- Required action
Search the material below for the string "green" and copy each line where it appears.
(Beginning of Data to process)
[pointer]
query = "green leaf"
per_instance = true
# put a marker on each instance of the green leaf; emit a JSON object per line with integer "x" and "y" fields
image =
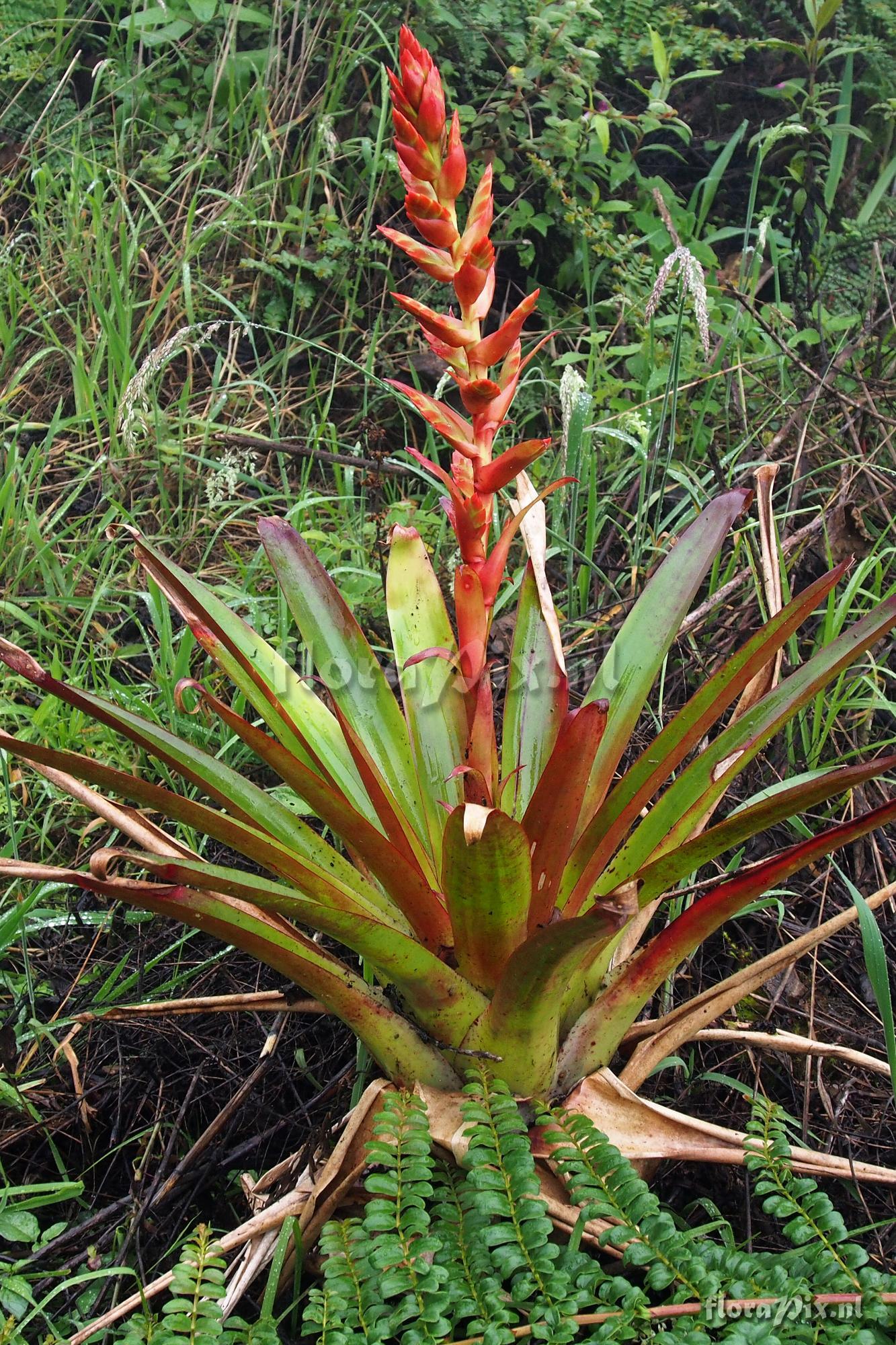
{"x": 661, "y": 878}
{"x": 635, "y": 657}
{"x": 440, "y": 1000}
{"x": 252, "y": 805}
{"x": 434, "y": 707}
{"x": 395, "y": 864}
{"x": 522, "y": 1023}
{"x": 317, "y": 870}
{"x": 705, "y": 781}
{"x": 840, "y": 143}
{"x": 345, "y": 662}
{"x": 389, "y": 1038}
{"x": 659, "y": 54}
{"x": 534, "y": 705}
{"x": 486, "y": 882}
{"x": 286, "y": 703}
{"x": 595, "y": 1039}
{"x": 18, "y": 1226}
{"x": 681, "y": 736}
{"x": 555, "y": 808}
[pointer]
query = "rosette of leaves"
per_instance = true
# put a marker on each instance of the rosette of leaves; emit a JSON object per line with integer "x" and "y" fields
{"x": 486, "y": 871}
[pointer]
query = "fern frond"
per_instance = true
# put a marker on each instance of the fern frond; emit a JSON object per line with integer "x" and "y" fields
{"x": 397, "y": 1222}
{"x": 501, "y": 1175}
{"x": 478, "y": 1300}
{"x": 193, "y": 1315}
{"x": 607, "y": 1187}
{"x": 807, "y": 1215}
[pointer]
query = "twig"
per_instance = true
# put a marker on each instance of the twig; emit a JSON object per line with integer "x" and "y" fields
{"x": 818, "y": 379}
{"x": 260, "y": 1001}
{"x": 701, "y": 613}
{"x": 275, "y": 446}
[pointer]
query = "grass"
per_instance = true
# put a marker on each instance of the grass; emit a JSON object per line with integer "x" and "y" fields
{"x": 138, "y": 206}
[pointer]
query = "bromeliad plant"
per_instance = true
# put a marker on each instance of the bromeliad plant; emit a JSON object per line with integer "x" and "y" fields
{"x": 490, "y": 878}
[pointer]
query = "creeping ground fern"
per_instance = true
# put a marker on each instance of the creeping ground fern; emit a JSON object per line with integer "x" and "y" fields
{"x": 470, "y": 1256}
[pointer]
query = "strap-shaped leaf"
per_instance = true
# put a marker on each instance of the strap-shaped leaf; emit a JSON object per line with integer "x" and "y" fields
{"x": 635, "y": 657}
{"x": 522, "y": 1023}
{"x": 681, "y": 735}
{"x": 534, "y": 705}
{"x": 329, "y": 878}
{"x": 244, "y": 800}
{"x": 486, "y": 883}
{"x": 232, "y": 790}
{"x": 556, "y": 805}
{"x": 291, "y": 709}
{"x": 397, "y": 870}
{"x": 434, "y": 707}
{"x": 345, "y": 662}
{"x": 662, "y": 876}
{"x": 438, "y": 997}
{"x": 389, "y": 1038}
{"x": 708, "y": 777}
{"x": 595, "y": 1038}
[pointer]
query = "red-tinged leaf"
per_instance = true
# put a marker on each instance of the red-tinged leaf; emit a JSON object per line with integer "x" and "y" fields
{"x": 493, "y": 571}
{"x": 309, "y": 861}
{"x": 435, "y": 707}
{"x": 493, "y": 349}
{"x": 486, "y": 874}
{"x": 481, "y": 215}
{"x": 397, "y": 95}
{"x": 420, "y": 167}
{"x": 522, "y": 1023}
{"x": 698, "y": 787}
{"x": 233, "y": 792}
{"x": 286, "y": 703}
{"x": 442, "y": 326}
{"x": 471, "y": 276}
{"x": 415, "y": 64}
{"x": 345, "y": 662}
{"x": 635, "y": 657}
{"x": 434, "y": 262}
{"x": 493, "y": 477}
{"x": 600, "y": 1030}
{"x": 482, "y": 754}
{"x": 477, "y": 393}
{"x": 408, "y": 135}
{"x": 470, "y": 517}
{"x": 662, "y": 876}
{"x": 431, "y": 112}
{"x": 440, "y": 1000}
{"x": 454, "y": 170}
{"x": 534, "y": 704}
{"x": 399, "y": 871}
{"x": 389, "y": 1038}
{"x": 473, "y": 623}
{"x": 611, "y": 824}
{"x": 553, "y": 813}
{"x": 443, "y": 419}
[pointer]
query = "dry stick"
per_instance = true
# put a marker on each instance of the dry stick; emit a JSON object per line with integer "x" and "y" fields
{"x": 701, "y": 613}
{"x": 210, "y": 1133}
{"x": 818, "y": 379}
{"x": 260, "y": 1001}
{"x": 794, "y": 1046}
{"x": 270, "y": 1218}
{"x": 274, "y": 446}
{"x": 724, "y": 1305}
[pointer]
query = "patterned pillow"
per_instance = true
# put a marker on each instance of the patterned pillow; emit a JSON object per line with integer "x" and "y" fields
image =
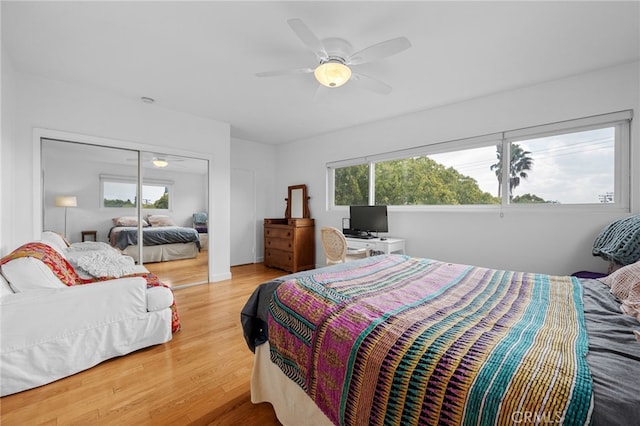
{"x": 128, "y": 221}
{"x": 160, "y": 220}
{"x": 625, "y": 285}
{"x": 631, "y": 305}
{"x": 43, "y": 260}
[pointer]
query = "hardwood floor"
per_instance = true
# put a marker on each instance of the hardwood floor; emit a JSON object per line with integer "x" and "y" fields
{"x": 182, "y": 272}
{"x": 200, "y": 377}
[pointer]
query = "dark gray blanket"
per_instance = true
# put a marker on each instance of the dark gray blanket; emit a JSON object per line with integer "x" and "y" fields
{"x": 614, "y": 357}
{"x": 122, "y": 237}
{"x": 614, "y": 353}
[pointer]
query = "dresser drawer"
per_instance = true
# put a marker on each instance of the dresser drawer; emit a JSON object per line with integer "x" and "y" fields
{"x": 278, "y": 233}
{"x": 278, "y": 258}
{"x": 279, "y": 243}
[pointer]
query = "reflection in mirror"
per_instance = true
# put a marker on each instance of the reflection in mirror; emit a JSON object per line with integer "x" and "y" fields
{"x": 176, "y": 208}
{"x": 296, "y": 203}
{"x": 104, "y": 181}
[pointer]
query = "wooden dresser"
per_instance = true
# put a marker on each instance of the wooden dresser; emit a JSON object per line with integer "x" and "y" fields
{"x": 290, "y": 244}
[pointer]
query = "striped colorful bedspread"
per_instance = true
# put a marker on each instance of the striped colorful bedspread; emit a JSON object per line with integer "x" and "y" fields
{"x": 405, "y": 341}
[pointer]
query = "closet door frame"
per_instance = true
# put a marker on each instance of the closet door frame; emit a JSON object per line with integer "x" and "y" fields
{"x": 38, "y": 177}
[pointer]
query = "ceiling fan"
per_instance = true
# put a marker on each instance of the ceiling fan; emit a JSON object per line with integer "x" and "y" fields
{"x": 336, "y": 56}
{"x": 158, "y": 161}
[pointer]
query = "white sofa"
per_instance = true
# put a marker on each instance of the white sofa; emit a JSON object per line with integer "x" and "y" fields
{"x": 50, "y": 330}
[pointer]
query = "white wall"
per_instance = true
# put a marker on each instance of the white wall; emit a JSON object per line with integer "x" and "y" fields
{"x": 7, "y": 179}
{"x": 48, "y": 104}
{"x": 261, "y": 160}
{"x": 556, "y": 243}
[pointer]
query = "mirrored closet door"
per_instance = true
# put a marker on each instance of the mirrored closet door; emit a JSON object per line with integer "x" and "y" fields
{"x": 90, "y": 194}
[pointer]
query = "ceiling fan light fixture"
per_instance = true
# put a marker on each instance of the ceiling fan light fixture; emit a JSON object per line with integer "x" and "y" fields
{"x": 159, "y": 162}
{"x": 332, "y": 73}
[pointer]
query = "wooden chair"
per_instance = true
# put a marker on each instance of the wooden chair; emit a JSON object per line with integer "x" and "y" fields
{"x": 335, "y": 246}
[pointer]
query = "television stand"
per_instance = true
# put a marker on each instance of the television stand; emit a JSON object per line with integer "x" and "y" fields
{"x": 388, "y": 246}
{"x": 361, "y": 237}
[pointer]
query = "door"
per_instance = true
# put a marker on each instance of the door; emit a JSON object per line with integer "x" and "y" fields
{"x": 243, "y": 217}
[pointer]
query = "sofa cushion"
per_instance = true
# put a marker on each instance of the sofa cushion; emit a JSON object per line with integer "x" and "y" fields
{"x": 158, "y": 298}
{"x": 28, "y": 273}
{"x": 55, "y": 240}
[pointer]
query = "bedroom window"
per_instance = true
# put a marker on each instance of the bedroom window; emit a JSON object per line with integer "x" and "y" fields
{"x": 577, "y": 162}
{"x": 119, "y": 192}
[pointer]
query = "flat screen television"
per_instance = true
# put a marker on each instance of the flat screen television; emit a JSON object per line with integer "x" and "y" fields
{"x": 365, "y": 220}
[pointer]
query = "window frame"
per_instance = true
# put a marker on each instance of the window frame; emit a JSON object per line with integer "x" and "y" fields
{"x": 622, "y": 165}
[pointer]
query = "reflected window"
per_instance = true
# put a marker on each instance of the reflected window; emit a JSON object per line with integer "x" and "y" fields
{"x": 122, "y": 192}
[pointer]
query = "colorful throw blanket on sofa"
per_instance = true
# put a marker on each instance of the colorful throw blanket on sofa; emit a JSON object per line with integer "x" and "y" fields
{"x": 65, "y": 272}
{"x": 415, "y": 341}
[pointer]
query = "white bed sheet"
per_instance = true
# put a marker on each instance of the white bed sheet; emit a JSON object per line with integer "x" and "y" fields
{"x": 292, "y": 405}
{"x": 163, "y": 253}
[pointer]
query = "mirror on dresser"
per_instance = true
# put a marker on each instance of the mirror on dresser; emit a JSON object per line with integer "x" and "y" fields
{"x": 297, "y": 202}
{"x": 289, "y": 242}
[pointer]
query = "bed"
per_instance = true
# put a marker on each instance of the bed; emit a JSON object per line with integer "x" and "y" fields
{"x": 398, "y": 340}
{"x": 163, "y": 240}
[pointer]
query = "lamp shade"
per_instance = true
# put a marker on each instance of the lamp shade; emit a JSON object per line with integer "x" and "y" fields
{"x": 66, "y": 201}
{"x": 332, "y": 74}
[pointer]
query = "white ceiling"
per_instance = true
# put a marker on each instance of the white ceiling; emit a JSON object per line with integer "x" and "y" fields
{"x": 201, "y": 57}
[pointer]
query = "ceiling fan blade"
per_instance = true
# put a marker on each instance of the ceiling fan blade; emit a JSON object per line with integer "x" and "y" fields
{"x": 284, "y": 72}
{"x": 371, "y": 83}
{"x": 380, "y": 50}
{"x": 308, "y": 37}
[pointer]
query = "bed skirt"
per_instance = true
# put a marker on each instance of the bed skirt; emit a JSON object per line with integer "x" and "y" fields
{"x": 163, "y": 253}
{"x": 292, "y": 405}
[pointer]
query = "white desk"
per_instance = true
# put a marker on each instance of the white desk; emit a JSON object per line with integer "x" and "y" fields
{"x": 387, "y": 246}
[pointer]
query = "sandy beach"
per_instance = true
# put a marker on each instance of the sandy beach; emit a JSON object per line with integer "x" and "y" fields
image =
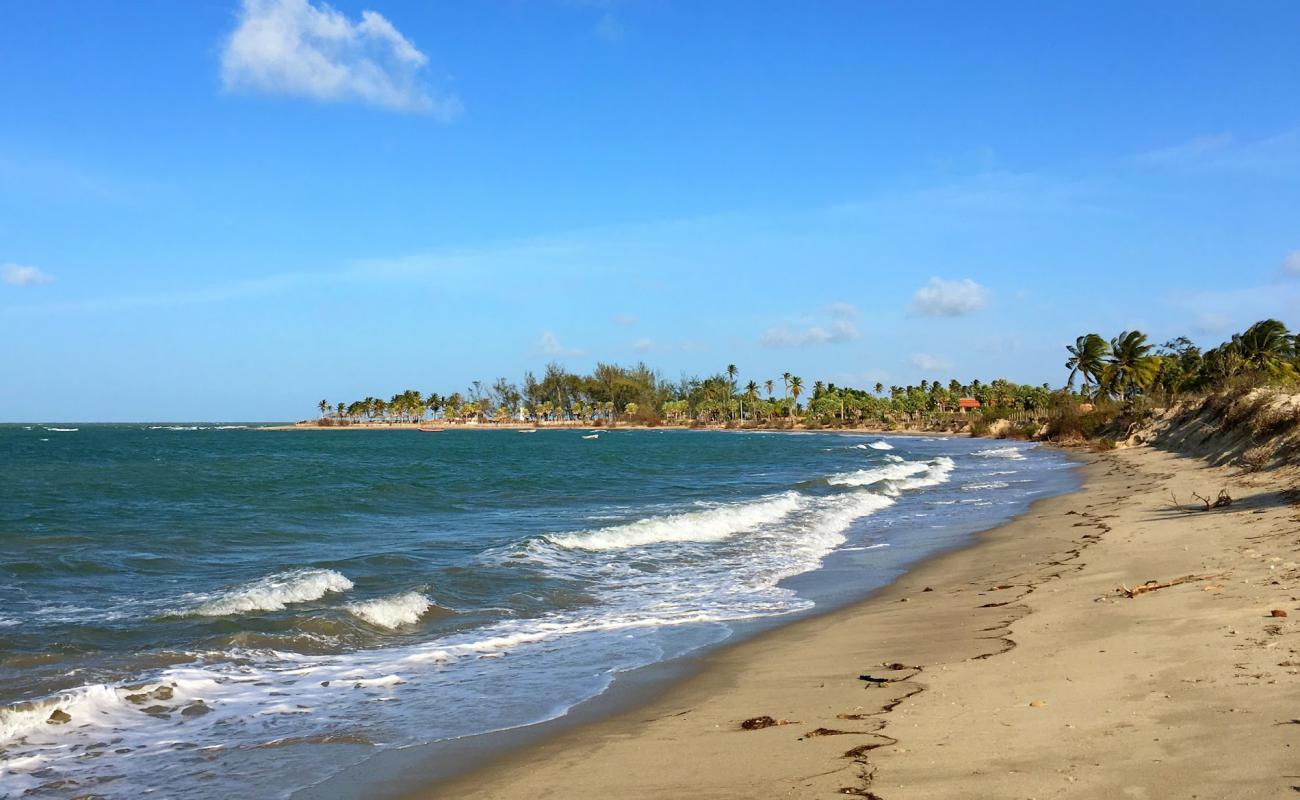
{"x": 1015, "y": 667}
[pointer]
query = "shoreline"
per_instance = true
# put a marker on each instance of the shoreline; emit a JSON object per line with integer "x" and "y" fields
{"x": 950, "y": 622}
{"x": 590, "y": 428}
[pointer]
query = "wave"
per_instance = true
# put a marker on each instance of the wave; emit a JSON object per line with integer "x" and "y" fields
{"x": 876, "y": 445}
{"x": 1012, "y": 453}
{"x": 710, "y": 524}
{"x": 895, "y": 471}
{"x": 391, "y": 612}
{"x": 273, "y": 592}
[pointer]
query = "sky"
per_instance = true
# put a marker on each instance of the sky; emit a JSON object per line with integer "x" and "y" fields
{"x": 228, "y": 210}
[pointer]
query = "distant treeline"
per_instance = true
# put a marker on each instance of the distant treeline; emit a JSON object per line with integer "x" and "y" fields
{"x": 1126, "y": 368}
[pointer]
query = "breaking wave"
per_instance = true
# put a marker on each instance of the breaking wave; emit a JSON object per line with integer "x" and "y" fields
{"x": 391, "y": 612}
{"x": 710, "y": 524}
{"x": 273, "y": 592}
{"x": 1012, "y": 453}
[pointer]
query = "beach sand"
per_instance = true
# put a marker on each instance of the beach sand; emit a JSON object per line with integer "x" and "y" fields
{"x": 1014, "y": 669}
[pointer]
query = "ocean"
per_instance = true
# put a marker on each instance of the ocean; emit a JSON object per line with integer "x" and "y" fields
{"x": 211, "y": 610}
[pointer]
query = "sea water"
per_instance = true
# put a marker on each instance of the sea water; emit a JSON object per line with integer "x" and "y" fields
{"x": 216, "y": 610}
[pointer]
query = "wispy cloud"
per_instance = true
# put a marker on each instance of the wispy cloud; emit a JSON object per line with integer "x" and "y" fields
{"x": 294, "y": 47}
{"x": 1270, "y": 155}
{"x": 927, "y": 362}
{"x": 784, "y": 336}
{"x": 549, "y": 344}
{"x": 1291, "y": 264}
{"x": 1195, "y": 147}
{"x": 949, "y": 298}
{"x": 17, "y": 275}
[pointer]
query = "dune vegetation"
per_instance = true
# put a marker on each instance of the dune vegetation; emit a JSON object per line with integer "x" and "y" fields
{"x": 1105, "y": 380}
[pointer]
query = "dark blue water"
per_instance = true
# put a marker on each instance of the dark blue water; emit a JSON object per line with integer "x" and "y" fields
{"x": 228, "y": 612}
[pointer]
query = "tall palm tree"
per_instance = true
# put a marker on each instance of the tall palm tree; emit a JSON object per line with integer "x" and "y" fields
{"x": 1266, "y": 347}
{"x": 731, "y": 377}
{"x": 1130, "y": 368}
{"x": 796, "y": 389}
{"x": 1088, "y": 359}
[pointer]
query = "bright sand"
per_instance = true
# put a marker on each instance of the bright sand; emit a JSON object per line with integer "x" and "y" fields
{"x": 1026, "y": 673}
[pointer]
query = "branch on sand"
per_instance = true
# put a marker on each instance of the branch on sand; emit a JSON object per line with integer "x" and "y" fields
{"x": 1153, "y": 586}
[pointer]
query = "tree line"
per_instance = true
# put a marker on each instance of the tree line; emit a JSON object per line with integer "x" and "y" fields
{"x": 1125, "y": 368}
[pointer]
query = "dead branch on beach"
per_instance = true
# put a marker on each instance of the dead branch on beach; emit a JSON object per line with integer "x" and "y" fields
{"x": 1155, "y": 586}
{"x": 1222, "y": 501}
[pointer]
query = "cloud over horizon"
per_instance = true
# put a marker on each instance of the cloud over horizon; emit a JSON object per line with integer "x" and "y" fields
{"x": 784, "y": 336}
{"x": 297, "y": 48}
{"x": 949, "y": 298}
{"x": 18, "y": 275}
{"x": 549, "y": 344}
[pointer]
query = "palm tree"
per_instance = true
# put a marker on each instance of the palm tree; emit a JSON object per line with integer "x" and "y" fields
{"x": 796, "y": 389}
{"x": 1268, "y": 349}
{"x": 1130, "y": 368}
{"x": 1087, "y": 358}
{"x": 731, "y": 376}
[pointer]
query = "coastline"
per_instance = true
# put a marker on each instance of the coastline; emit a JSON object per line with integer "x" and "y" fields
{"x": 1100, "y": 700}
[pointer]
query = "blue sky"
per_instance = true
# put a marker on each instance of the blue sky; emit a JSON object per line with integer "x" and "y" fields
{"x": 229, "y": 210}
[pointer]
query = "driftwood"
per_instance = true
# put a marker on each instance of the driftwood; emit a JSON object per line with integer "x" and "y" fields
{"x": 1153, "y": 586}
{"x": 1222, "y": 501}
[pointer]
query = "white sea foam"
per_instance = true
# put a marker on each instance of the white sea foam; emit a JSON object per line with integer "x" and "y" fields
{"x": 273, "y": 592}
{"x": 391, "y": 612}
{"x": 865, "y": 478}
{"x": 709, "y": 524}
{"x": 1012, "y": 453}
{"x": 992, "y": 484}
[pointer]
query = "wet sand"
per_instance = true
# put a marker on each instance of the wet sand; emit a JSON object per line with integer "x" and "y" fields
{"x": 1015, "y": 667}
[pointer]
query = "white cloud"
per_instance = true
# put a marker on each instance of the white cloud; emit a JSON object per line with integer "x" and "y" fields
{"x": 17, "y": 275}
{"x": 783, "y": 336}
{"x": 949, "y": 298}
{"x": 549, "y": 344}
{"x": 923, "y": 360}
{"x": 1196, "y": 147}
{"x": 293, "y": 47}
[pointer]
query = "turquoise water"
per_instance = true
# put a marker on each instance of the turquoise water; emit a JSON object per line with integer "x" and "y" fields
{"x": 226, "y": 612}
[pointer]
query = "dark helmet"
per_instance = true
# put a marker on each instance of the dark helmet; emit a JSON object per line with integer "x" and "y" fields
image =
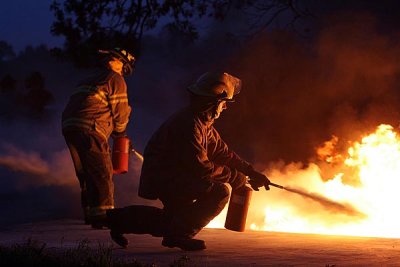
(End of Data to process)
- Your solution
query = "green leaf"
# put a marker on each instance of the green leaf; emit a JSON object per line with integer "x" and "y" fields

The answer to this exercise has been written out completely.